## Input data
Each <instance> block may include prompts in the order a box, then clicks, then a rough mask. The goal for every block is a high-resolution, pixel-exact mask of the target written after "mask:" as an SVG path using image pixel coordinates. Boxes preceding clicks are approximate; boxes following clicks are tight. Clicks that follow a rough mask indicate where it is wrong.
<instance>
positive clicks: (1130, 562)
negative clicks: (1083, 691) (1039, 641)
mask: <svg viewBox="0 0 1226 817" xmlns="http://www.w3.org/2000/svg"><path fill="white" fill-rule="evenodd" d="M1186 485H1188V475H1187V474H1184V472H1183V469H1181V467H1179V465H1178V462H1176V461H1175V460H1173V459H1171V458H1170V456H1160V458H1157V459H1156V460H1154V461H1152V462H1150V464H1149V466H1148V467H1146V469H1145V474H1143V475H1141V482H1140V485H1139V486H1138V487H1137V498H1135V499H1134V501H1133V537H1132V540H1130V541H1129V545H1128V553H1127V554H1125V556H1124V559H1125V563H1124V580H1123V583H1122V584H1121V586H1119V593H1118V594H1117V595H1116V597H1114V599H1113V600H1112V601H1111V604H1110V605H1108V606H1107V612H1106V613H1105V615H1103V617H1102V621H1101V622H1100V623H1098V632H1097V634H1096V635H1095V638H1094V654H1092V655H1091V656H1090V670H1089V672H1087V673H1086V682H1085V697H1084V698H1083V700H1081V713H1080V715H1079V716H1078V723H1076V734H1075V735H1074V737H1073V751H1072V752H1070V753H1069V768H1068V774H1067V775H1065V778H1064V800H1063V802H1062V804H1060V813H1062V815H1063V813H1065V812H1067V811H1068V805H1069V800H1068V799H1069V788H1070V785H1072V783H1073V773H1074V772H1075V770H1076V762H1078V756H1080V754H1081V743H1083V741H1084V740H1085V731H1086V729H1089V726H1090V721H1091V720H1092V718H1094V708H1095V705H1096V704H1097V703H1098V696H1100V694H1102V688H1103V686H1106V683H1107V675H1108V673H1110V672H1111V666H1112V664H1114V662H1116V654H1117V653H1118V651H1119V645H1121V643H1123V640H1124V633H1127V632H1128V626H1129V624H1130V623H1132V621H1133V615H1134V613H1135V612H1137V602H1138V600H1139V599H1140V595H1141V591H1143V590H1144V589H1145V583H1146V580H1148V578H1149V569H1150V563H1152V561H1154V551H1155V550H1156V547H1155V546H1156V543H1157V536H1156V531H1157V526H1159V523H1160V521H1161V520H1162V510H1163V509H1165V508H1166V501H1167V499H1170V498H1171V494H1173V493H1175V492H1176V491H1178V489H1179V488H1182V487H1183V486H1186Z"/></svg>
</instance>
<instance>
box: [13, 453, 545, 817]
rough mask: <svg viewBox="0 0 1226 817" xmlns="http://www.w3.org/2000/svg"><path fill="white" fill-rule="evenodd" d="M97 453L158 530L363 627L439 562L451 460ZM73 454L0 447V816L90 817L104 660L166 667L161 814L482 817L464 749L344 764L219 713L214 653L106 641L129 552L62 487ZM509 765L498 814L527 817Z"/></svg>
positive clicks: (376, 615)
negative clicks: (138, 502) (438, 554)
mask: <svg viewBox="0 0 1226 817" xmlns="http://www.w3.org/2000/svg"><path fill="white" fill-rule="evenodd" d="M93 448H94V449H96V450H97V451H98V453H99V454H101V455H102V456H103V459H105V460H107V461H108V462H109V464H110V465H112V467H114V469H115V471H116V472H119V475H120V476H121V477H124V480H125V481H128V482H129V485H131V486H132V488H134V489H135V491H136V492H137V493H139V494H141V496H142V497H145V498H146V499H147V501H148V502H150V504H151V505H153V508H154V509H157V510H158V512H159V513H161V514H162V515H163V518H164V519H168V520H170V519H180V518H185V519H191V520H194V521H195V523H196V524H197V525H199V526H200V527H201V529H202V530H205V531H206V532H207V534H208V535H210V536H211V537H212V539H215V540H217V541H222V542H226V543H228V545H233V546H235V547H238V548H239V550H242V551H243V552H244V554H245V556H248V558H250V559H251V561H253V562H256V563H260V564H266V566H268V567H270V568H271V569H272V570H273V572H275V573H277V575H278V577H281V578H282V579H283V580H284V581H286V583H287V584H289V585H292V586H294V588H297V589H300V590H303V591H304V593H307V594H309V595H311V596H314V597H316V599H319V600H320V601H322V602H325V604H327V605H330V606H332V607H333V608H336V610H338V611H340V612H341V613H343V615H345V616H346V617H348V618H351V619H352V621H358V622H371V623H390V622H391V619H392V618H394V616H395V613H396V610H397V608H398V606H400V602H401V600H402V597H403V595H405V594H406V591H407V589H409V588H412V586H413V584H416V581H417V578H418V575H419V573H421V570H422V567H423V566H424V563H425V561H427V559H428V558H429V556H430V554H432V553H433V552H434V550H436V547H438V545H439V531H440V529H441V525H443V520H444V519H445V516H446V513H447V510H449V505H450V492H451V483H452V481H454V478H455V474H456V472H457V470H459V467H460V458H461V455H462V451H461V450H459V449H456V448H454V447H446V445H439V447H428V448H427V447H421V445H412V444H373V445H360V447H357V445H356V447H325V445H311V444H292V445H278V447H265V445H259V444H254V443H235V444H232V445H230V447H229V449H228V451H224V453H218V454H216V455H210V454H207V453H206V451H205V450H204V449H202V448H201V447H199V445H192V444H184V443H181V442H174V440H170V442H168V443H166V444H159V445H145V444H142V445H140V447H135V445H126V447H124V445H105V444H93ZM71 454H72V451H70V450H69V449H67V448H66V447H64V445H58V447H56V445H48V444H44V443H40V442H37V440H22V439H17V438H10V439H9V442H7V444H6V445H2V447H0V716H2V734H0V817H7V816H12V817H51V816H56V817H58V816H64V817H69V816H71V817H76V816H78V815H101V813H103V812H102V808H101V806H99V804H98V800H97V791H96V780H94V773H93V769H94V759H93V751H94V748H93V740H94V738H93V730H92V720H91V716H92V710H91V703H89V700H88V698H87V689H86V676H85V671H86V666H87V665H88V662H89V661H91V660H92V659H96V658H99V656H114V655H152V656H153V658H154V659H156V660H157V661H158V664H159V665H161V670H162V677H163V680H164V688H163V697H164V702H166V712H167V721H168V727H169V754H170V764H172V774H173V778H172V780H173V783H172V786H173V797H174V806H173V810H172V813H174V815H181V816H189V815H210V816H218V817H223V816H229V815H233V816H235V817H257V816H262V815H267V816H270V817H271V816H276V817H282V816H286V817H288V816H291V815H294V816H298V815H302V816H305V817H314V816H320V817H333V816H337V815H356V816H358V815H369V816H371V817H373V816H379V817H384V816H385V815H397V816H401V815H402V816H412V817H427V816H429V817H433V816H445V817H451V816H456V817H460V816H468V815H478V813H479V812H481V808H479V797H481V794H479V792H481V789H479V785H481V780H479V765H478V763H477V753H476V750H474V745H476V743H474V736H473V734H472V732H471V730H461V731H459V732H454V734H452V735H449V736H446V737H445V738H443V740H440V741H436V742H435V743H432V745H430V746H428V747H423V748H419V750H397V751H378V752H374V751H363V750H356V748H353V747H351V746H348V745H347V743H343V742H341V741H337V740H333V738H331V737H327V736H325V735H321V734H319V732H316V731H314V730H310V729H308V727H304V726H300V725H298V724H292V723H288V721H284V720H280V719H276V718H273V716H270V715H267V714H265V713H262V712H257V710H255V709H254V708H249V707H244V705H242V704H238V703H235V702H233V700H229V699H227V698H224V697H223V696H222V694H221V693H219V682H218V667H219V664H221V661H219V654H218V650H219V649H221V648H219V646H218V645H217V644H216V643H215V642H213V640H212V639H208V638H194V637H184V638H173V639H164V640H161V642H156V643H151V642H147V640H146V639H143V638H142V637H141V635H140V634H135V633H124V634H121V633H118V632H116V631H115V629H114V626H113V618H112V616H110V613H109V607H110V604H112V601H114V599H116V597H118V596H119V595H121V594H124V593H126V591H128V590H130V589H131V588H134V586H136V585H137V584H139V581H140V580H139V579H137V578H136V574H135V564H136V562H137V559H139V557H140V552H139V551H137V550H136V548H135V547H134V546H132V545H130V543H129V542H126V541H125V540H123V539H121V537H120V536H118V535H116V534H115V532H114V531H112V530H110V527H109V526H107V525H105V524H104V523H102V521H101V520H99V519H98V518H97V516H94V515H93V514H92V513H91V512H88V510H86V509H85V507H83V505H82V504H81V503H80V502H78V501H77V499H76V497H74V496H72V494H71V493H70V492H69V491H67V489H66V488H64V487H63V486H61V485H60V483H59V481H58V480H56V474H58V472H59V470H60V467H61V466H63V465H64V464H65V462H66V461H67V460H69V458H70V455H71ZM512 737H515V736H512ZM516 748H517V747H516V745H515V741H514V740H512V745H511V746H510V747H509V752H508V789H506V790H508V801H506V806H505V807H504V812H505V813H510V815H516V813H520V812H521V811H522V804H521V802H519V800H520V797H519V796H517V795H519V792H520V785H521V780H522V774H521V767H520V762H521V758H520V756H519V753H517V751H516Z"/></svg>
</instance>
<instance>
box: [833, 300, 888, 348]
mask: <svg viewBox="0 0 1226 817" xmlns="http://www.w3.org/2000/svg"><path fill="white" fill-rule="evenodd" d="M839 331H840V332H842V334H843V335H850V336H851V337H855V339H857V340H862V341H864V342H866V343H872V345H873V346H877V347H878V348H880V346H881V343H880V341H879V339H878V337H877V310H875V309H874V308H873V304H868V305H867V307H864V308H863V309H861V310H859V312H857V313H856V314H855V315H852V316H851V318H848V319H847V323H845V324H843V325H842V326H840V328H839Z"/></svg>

## Problem to solve
Reading through the records above, report each line in which the string "negative" is found.

## Answer for this exercise
negative clicks: (1083, 691) (1039, 641)
negative clicks: (138, 502) (438, 554)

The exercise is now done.